WHAT YOU SHOULD DO —
Gather every line of the entries that includes the word "ceramic".

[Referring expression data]
####
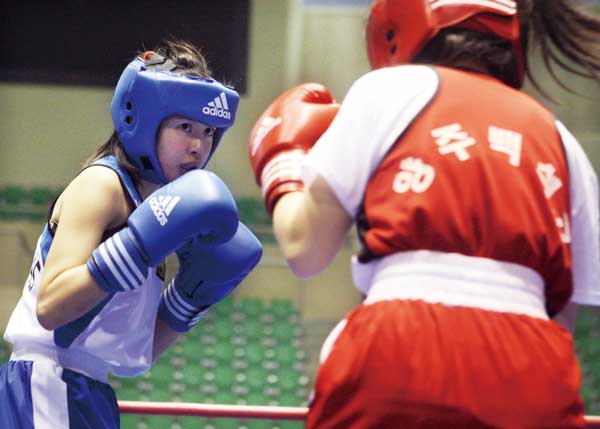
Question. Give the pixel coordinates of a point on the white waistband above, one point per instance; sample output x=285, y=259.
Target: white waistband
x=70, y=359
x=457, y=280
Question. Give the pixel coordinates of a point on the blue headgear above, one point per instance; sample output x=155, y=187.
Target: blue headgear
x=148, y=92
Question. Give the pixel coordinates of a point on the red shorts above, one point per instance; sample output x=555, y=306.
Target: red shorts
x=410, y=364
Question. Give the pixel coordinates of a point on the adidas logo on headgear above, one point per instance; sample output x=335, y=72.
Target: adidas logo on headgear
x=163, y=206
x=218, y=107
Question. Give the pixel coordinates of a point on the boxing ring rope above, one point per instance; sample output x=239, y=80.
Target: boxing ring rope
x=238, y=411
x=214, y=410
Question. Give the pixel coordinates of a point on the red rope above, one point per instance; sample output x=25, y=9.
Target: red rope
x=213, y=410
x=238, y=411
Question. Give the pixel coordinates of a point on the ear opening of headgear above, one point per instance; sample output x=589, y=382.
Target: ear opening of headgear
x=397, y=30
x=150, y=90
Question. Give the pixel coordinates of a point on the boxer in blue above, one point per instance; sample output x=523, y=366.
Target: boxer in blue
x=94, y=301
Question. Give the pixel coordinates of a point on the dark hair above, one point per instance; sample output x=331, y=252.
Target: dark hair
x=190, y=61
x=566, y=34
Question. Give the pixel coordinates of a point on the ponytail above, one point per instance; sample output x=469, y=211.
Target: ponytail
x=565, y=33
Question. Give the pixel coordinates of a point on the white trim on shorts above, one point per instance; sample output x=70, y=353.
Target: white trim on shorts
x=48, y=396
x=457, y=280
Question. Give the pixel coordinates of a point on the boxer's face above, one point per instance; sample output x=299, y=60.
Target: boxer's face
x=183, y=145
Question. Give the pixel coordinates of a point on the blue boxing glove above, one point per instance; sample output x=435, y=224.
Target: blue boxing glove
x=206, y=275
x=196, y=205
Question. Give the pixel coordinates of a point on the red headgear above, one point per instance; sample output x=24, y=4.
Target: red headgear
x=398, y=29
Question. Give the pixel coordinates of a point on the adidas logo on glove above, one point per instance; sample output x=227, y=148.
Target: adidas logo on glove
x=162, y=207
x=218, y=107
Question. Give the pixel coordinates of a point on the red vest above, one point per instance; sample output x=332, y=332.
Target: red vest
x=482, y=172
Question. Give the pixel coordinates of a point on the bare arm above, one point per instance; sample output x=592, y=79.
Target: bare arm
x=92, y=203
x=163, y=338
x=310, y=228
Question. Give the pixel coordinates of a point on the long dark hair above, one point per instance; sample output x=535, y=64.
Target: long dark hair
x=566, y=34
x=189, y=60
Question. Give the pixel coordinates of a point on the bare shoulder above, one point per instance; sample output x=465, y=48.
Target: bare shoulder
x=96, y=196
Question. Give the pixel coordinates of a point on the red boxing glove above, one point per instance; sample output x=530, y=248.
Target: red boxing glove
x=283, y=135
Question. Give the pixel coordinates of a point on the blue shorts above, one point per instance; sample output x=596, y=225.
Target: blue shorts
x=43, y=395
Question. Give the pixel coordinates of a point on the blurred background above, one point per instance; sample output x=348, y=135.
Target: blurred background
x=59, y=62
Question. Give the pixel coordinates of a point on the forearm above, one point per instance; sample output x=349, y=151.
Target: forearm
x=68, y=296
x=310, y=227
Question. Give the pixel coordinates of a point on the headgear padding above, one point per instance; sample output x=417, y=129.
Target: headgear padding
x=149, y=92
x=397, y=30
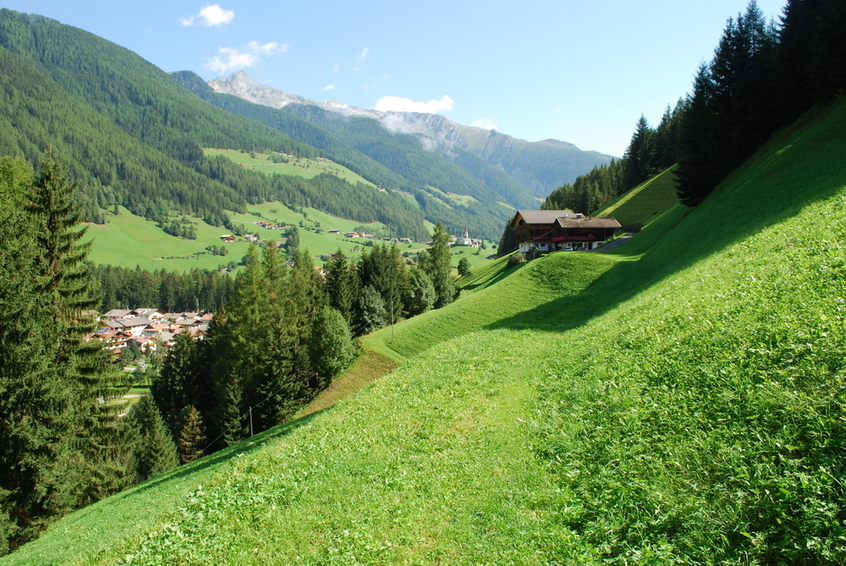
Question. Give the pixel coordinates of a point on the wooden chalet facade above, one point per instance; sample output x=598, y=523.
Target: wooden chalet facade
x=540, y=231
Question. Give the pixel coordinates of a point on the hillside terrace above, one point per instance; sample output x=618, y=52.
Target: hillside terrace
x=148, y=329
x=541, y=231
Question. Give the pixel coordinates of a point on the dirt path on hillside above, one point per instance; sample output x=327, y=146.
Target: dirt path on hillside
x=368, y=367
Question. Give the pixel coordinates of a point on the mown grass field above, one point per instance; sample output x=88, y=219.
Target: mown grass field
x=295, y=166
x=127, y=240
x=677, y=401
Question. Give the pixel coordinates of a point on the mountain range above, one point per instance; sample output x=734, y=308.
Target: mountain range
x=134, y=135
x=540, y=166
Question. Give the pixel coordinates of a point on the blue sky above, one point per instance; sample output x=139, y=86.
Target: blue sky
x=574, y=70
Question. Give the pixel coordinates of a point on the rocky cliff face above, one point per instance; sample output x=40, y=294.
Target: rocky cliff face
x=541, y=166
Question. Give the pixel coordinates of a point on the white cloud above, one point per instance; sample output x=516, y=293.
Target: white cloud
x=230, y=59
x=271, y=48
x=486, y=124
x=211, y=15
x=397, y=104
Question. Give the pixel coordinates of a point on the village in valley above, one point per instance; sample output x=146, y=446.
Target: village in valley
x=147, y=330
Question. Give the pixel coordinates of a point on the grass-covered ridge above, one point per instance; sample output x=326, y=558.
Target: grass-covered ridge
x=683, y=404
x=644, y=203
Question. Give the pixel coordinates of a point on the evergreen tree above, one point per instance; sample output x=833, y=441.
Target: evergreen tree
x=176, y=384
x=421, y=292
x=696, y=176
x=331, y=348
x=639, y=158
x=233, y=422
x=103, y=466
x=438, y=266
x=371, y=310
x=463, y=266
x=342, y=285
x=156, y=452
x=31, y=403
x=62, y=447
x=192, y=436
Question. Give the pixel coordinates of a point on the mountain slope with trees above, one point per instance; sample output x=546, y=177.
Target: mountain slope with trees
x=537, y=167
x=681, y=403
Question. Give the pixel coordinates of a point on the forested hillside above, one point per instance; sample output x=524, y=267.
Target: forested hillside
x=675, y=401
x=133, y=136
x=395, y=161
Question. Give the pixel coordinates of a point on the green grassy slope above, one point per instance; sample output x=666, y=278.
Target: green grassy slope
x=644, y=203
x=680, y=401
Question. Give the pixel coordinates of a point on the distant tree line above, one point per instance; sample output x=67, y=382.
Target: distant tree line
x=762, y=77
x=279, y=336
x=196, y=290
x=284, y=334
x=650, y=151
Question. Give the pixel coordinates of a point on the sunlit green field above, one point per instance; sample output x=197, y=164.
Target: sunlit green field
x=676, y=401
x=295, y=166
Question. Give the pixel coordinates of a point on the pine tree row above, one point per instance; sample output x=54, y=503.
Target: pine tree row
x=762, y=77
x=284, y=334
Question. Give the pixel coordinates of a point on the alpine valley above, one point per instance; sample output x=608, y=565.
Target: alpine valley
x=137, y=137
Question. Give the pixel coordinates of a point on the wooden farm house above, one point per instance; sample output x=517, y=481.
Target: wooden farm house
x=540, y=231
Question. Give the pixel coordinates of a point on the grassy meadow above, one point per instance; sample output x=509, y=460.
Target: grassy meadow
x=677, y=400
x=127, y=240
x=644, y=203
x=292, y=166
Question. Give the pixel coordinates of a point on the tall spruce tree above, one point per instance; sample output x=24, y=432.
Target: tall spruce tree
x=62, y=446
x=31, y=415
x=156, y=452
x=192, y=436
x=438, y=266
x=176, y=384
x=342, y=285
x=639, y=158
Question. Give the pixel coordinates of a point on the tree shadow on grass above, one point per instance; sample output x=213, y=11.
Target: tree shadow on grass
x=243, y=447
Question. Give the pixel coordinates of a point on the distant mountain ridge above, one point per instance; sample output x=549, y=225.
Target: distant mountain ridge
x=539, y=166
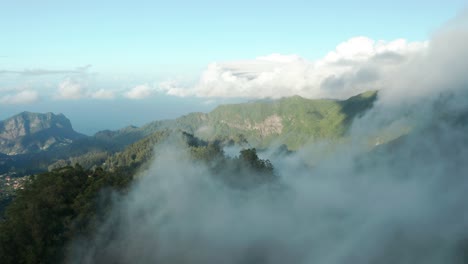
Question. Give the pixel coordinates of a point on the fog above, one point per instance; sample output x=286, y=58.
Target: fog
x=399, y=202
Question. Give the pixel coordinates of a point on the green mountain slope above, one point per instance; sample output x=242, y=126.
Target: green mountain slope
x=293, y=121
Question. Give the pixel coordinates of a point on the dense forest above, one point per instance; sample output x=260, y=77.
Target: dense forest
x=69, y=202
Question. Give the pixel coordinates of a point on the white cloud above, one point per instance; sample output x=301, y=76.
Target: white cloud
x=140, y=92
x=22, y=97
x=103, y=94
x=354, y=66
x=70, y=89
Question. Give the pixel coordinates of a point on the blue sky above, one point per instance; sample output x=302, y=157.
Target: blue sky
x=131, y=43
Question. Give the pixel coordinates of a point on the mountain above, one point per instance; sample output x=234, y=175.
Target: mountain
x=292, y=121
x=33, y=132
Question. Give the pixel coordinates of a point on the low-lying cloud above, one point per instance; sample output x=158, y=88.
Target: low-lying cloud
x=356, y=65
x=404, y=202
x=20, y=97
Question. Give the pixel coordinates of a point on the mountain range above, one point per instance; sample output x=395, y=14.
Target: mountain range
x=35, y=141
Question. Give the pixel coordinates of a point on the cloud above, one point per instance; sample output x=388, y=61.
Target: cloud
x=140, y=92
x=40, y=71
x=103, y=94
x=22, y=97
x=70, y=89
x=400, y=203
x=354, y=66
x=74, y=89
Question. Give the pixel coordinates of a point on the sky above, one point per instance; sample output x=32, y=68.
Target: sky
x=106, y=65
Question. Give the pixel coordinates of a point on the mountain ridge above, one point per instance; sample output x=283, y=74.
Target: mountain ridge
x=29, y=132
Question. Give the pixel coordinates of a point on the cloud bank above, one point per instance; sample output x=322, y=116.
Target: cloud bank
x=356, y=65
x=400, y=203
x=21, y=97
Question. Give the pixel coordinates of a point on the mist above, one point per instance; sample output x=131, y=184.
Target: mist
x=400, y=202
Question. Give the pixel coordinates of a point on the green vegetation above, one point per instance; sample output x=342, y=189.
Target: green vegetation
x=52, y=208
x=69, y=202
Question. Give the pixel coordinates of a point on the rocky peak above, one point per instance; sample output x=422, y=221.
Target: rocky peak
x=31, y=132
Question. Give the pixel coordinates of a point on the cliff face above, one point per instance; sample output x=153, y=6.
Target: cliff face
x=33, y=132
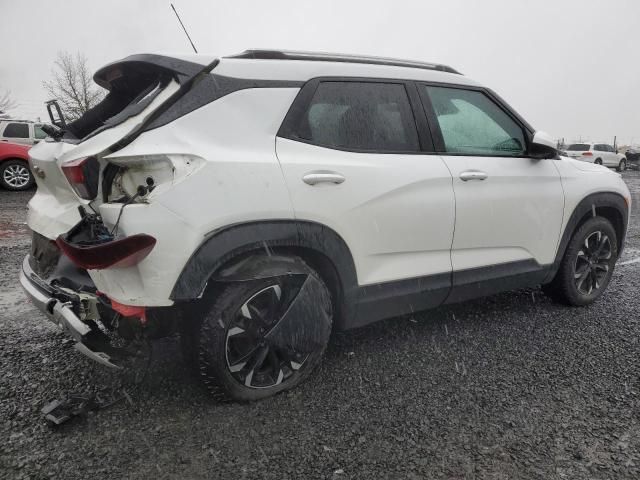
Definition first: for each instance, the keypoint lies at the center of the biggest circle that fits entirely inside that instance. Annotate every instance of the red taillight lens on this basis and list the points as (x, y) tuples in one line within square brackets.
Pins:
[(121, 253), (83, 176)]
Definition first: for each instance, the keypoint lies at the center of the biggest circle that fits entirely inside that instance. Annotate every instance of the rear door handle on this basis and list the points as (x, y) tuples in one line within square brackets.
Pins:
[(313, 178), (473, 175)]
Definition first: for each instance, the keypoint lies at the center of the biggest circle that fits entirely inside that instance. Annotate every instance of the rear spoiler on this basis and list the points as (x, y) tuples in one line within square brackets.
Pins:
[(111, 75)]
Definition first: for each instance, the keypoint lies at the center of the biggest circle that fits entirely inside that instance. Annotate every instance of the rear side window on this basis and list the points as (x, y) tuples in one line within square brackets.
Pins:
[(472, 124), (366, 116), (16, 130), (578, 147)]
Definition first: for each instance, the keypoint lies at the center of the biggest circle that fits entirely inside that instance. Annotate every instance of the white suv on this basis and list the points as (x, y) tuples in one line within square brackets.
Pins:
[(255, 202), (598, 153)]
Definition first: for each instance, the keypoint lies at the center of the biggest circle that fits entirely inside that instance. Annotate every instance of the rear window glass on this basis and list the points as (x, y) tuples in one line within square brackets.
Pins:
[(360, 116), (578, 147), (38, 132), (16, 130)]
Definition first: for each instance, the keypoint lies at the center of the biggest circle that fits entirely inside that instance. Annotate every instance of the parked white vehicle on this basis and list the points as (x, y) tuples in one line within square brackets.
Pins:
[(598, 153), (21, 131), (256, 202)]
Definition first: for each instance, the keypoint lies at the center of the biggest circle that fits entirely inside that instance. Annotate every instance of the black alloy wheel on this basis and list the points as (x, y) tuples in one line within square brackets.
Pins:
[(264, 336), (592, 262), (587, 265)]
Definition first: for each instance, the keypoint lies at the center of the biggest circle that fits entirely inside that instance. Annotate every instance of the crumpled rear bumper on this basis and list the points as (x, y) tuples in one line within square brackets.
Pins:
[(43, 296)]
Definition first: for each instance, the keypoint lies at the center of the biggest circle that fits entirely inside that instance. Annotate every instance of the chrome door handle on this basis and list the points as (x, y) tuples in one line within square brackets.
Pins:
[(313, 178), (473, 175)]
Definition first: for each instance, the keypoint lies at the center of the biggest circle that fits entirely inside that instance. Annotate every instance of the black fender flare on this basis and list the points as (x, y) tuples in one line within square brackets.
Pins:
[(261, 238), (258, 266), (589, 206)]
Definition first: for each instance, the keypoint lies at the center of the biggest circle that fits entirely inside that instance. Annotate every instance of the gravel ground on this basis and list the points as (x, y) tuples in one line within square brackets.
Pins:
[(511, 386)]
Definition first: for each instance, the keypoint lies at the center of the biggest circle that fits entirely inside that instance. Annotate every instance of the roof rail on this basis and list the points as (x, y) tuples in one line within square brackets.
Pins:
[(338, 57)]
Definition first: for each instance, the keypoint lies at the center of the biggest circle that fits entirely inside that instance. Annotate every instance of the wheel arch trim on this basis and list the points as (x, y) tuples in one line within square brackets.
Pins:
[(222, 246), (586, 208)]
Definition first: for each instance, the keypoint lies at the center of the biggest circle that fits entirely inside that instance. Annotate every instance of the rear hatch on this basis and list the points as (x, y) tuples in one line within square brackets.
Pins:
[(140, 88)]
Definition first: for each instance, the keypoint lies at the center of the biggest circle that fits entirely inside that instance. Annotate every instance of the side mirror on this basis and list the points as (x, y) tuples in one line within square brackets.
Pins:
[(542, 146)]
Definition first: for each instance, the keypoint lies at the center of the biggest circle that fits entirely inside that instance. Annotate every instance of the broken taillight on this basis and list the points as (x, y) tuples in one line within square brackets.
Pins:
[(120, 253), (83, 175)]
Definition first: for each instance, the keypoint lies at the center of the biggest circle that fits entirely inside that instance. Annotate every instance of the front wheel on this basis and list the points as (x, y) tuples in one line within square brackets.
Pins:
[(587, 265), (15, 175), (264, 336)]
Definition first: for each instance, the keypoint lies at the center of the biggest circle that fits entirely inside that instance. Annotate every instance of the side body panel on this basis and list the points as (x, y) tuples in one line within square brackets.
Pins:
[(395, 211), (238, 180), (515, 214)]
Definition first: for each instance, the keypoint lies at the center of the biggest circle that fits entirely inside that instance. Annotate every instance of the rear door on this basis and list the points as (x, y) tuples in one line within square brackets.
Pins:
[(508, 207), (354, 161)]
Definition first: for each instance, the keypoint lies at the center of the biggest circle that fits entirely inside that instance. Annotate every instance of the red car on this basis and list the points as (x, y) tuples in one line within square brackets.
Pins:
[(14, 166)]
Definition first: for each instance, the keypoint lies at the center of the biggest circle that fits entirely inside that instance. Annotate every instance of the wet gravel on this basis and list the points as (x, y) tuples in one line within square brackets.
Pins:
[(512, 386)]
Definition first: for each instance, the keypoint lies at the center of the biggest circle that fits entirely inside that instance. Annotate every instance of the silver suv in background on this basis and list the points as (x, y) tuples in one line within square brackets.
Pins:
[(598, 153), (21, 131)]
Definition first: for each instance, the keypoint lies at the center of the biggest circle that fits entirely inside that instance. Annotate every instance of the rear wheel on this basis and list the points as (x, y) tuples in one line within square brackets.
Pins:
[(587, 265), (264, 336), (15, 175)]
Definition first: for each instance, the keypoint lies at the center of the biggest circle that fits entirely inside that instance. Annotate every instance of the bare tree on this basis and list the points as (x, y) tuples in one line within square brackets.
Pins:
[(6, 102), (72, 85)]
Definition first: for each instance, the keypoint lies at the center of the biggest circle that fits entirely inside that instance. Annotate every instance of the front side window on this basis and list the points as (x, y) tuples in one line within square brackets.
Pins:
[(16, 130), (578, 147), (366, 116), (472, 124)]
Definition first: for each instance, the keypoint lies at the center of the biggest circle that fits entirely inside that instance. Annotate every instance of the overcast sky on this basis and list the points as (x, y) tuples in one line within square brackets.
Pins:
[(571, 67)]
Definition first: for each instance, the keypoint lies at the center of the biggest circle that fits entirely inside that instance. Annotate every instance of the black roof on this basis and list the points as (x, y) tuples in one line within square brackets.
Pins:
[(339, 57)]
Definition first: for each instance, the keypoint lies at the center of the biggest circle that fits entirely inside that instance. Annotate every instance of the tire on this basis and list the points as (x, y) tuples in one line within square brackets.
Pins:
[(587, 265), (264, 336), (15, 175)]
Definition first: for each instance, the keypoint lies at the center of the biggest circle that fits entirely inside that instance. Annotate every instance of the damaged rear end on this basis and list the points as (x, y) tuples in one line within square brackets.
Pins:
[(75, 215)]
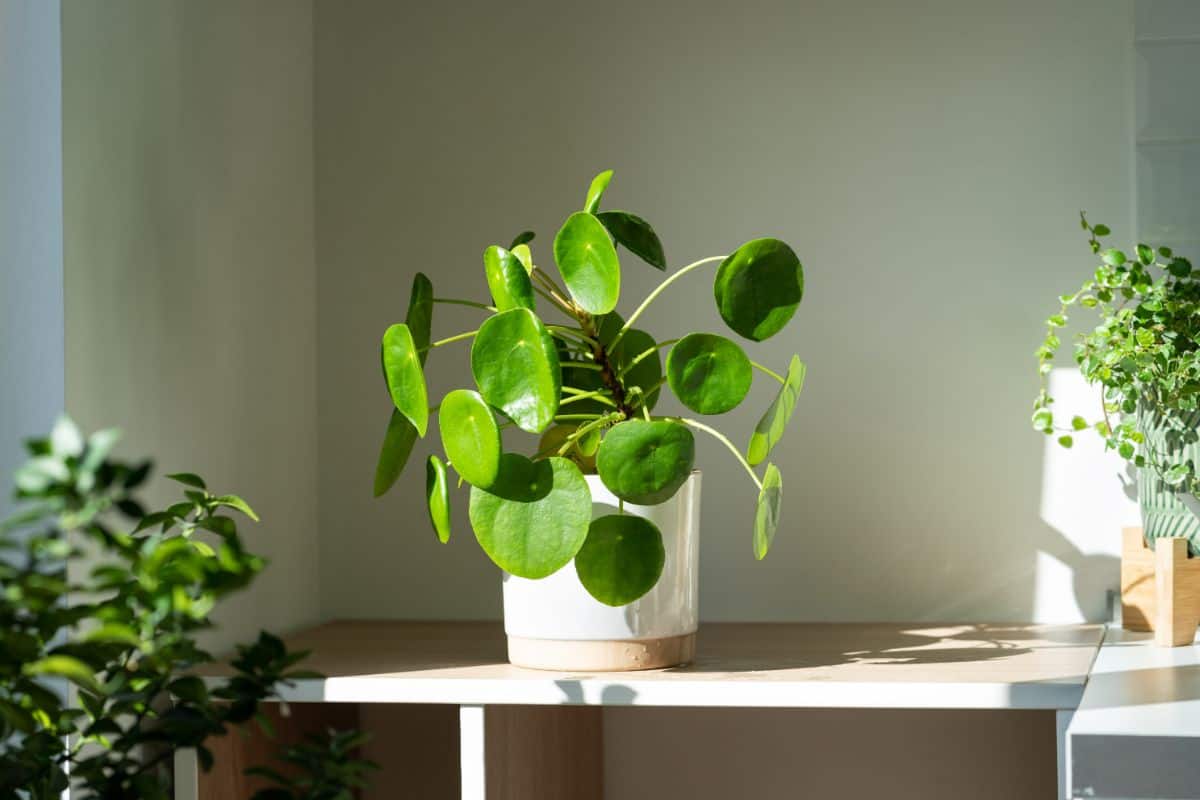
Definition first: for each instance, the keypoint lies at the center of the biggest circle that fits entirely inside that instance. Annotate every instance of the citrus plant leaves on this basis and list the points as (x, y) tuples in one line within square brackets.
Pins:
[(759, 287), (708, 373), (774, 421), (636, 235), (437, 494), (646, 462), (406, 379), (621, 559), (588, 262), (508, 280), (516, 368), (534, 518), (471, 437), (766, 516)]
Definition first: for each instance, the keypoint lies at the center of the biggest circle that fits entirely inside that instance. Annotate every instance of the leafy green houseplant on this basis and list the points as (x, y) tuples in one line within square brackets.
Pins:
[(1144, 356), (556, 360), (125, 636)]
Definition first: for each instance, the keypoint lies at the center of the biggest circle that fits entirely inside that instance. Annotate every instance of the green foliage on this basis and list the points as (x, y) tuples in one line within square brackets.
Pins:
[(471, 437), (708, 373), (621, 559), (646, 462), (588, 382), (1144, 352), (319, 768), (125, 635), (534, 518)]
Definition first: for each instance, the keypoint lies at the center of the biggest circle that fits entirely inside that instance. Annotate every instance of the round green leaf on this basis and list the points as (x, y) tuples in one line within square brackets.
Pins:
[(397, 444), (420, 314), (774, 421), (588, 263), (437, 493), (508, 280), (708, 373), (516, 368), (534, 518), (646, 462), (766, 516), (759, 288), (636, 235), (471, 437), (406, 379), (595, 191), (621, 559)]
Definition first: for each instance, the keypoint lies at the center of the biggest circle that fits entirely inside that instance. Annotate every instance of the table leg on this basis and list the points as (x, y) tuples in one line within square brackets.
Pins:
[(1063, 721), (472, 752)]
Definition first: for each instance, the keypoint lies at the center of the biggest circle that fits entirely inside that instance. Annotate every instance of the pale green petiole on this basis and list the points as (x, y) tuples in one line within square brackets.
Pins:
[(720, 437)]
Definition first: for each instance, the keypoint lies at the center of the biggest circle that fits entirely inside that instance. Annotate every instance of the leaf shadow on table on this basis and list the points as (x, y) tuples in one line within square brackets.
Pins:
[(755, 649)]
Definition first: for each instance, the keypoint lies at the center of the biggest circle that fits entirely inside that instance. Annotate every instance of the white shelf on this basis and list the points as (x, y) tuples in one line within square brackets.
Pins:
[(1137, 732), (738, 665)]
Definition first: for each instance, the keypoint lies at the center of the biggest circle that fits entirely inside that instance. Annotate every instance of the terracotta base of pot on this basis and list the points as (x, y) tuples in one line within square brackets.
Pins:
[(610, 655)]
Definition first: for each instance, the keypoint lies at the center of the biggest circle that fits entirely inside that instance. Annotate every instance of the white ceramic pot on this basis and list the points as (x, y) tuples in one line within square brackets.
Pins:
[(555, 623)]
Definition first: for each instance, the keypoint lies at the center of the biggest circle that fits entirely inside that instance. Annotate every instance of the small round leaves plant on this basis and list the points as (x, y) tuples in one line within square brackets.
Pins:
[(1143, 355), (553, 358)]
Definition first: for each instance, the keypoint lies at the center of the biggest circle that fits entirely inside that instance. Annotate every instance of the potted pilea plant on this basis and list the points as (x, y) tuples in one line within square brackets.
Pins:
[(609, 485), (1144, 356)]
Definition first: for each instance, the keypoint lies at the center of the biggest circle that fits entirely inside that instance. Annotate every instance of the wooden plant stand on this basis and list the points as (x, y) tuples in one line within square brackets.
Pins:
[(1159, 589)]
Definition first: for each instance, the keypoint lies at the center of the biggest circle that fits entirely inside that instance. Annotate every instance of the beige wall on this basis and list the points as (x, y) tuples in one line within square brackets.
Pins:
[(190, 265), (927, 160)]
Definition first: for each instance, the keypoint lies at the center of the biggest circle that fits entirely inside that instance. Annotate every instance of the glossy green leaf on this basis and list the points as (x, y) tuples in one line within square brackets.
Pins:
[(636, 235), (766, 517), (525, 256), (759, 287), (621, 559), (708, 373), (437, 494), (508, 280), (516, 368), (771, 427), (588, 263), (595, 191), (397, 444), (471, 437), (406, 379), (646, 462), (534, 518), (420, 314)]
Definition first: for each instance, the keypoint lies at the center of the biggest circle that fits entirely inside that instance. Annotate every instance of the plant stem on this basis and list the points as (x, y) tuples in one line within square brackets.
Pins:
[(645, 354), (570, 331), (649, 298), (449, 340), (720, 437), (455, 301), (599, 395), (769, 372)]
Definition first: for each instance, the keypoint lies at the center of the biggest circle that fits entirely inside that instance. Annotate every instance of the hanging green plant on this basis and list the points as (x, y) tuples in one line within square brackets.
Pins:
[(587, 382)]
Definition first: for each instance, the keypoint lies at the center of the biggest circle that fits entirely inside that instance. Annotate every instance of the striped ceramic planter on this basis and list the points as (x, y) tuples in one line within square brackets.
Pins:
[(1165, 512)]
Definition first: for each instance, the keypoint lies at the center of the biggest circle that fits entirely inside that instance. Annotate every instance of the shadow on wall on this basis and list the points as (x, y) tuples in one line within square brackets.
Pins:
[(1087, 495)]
####
SOLUTION TO THIS TASK —
Definition first: for each instance, the keypoint lies at the center of the biggest circle that fits entirely inside that instance. Annotate every instance of the white ceramic pot on this basis and list the points as (x, y) tuples in one line within square brackets.
Definition first: for each instance, the keypoint lies at the center of the biggest circle that fits entirely inside that instance. Annotate every instance of the striped ceramic planter on this basis and list the points as (x, y) tuples in one line within square brackets.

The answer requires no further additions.